* RECORDS SHOWN:
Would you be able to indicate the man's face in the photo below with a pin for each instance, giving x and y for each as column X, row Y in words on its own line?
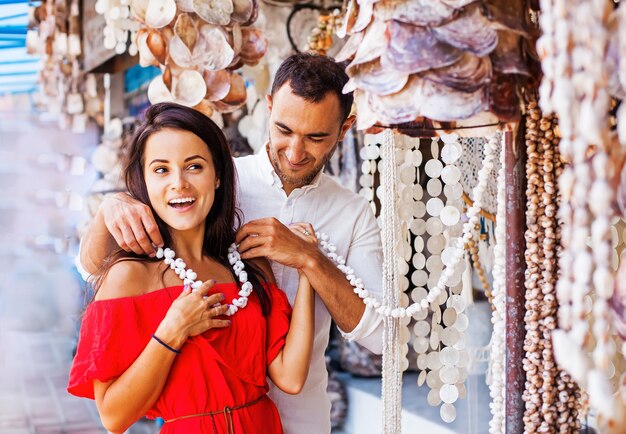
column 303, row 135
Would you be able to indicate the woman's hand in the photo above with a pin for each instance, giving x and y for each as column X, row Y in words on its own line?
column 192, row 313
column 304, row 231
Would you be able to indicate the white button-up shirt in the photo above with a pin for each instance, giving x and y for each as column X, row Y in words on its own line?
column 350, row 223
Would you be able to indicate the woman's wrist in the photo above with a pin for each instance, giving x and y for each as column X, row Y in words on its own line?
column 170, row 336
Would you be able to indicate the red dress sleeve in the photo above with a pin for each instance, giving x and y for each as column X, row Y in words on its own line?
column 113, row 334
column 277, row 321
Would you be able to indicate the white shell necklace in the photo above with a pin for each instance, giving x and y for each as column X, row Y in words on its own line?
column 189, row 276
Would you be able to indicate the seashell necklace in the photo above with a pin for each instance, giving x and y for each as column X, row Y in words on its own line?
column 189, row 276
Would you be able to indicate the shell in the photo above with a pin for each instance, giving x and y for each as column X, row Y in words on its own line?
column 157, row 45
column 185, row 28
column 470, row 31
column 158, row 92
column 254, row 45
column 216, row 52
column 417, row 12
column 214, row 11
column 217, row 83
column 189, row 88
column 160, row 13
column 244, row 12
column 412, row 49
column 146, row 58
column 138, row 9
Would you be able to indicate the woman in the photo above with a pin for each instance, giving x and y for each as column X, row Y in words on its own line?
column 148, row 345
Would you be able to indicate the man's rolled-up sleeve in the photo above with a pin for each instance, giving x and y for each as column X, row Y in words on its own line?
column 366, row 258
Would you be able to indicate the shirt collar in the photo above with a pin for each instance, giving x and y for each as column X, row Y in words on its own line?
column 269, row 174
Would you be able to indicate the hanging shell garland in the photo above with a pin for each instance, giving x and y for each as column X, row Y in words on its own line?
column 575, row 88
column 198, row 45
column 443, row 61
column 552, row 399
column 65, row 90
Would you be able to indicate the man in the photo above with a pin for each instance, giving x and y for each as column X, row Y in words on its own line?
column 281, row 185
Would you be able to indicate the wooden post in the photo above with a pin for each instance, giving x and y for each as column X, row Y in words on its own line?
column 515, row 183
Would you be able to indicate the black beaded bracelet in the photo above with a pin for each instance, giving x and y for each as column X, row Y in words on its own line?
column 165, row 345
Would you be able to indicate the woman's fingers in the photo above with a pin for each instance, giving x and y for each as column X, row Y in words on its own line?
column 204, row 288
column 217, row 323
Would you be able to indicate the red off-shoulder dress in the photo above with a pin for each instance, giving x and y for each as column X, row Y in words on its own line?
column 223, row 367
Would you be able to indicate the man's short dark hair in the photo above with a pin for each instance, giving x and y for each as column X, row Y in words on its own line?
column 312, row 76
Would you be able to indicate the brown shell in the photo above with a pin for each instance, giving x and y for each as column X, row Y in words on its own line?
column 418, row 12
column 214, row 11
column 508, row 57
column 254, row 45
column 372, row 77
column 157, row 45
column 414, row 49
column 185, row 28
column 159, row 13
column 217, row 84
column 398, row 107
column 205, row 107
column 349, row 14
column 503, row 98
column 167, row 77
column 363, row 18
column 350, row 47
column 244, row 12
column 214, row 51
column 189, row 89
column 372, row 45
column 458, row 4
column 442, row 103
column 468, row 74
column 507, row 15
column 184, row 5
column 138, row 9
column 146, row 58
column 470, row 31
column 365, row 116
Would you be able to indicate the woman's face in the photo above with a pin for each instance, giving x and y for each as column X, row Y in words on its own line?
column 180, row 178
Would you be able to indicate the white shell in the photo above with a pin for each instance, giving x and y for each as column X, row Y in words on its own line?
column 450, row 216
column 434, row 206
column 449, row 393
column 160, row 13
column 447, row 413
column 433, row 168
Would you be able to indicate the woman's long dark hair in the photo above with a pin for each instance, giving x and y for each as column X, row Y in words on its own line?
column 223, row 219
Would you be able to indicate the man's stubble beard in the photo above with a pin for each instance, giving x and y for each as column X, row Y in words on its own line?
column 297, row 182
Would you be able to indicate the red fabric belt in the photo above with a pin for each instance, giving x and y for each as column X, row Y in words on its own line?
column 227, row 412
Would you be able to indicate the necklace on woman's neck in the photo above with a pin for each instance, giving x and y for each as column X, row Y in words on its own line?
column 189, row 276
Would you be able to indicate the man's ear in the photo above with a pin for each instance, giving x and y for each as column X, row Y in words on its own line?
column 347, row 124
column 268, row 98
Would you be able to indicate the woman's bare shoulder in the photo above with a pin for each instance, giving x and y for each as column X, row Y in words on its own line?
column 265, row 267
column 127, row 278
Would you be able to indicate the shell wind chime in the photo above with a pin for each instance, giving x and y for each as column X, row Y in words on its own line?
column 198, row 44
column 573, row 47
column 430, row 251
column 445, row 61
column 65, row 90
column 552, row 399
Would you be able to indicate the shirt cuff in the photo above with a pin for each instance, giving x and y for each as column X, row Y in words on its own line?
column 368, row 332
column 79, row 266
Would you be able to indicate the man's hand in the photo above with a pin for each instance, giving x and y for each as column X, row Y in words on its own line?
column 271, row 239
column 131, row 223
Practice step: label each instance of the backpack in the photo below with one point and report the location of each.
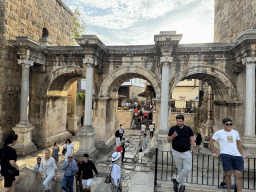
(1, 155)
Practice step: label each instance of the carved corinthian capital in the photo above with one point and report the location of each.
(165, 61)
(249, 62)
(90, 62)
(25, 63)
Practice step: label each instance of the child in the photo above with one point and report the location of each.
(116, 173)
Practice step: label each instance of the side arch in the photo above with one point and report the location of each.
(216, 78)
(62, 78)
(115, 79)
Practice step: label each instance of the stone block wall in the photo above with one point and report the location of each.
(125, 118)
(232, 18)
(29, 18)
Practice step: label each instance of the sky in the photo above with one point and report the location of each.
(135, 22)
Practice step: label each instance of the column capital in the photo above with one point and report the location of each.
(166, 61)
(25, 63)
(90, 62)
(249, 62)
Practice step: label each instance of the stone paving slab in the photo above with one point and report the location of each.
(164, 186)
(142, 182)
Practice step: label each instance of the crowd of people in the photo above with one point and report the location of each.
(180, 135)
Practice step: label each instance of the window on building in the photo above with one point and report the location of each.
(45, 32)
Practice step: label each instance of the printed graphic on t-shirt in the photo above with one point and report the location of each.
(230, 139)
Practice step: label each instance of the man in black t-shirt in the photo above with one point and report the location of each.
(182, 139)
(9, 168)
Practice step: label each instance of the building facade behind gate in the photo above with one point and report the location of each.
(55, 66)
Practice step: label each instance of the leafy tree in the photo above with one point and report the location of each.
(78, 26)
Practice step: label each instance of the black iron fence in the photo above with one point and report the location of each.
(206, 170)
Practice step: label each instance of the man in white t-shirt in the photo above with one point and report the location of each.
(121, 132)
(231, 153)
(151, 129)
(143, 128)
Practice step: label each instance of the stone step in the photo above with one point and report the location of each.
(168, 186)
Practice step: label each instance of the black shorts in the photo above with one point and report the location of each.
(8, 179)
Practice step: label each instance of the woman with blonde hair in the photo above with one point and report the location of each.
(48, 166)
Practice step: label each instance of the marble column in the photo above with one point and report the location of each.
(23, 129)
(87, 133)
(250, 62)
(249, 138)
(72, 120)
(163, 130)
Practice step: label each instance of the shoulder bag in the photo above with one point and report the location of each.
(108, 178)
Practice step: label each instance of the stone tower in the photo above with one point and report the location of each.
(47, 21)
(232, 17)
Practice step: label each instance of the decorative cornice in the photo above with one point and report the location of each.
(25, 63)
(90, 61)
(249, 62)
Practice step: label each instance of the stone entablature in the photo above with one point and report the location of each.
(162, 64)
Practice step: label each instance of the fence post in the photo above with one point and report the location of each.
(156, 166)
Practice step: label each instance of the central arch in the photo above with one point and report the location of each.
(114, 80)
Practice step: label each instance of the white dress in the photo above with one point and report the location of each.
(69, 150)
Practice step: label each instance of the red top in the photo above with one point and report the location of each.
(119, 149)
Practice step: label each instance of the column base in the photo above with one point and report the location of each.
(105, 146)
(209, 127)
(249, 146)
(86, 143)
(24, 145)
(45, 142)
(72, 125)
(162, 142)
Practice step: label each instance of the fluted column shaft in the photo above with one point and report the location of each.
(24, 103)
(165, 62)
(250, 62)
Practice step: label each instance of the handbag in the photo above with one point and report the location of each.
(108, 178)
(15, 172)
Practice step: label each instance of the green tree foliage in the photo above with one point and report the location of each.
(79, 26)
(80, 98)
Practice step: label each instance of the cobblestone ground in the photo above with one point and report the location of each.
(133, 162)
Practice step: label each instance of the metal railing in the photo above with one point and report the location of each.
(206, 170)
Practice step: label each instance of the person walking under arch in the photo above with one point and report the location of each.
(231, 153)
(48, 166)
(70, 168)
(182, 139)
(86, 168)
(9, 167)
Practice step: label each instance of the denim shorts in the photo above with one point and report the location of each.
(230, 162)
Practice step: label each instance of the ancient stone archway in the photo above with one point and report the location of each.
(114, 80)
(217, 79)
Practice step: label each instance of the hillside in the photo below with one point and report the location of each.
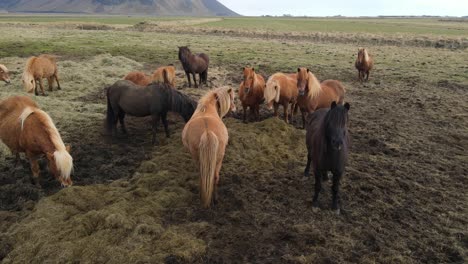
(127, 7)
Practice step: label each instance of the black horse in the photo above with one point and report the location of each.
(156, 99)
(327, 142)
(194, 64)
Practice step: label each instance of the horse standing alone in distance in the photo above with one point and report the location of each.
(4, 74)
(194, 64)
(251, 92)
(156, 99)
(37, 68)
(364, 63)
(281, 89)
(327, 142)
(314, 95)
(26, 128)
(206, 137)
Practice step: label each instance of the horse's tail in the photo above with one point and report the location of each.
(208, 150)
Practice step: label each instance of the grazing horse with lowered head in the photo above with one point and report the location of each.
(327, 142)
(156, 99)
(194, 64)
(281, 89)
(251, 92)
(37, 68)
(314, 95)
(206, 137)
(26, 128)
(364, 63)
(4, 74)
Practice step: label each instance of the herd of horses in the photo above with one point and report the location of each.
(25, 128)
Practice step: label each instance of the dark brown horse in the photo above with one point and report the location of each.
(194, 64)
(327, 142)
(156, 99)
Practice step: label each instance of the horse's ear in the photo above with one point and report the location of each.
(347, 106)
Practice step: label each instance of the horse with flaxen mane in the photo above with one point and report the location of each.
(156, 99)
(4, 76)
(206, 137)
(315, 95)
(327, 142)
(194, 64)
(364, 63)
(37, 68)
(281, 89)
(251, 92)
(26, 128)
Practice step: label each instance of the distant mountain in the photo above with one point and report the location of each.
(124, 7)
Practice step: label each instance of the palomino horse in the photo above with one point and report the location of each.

* TRY IT: In the listing above, find the line containing "Practice step: label each instance of the horse with" and please quote exactly that line through the last one, and no other lines.

* SOLVED PROBLEM:
Practice step: label each instance of the horse with flaxen mane in the photo above with one point and report the location of each.
(156, 99)
(4, 76)
(206, 137)
(315, 95)
(327, 142)
(194, 64)
(364, 63)
(37, 68)
(281, 89)
(251, 92)
(26, 128)
Practice step: label each instance of the distant mountain in the photo above with one point and report the location of each.
(124, 7)
Practice step: label each instance of the palomino horse in the photo above with one point and report the location of each.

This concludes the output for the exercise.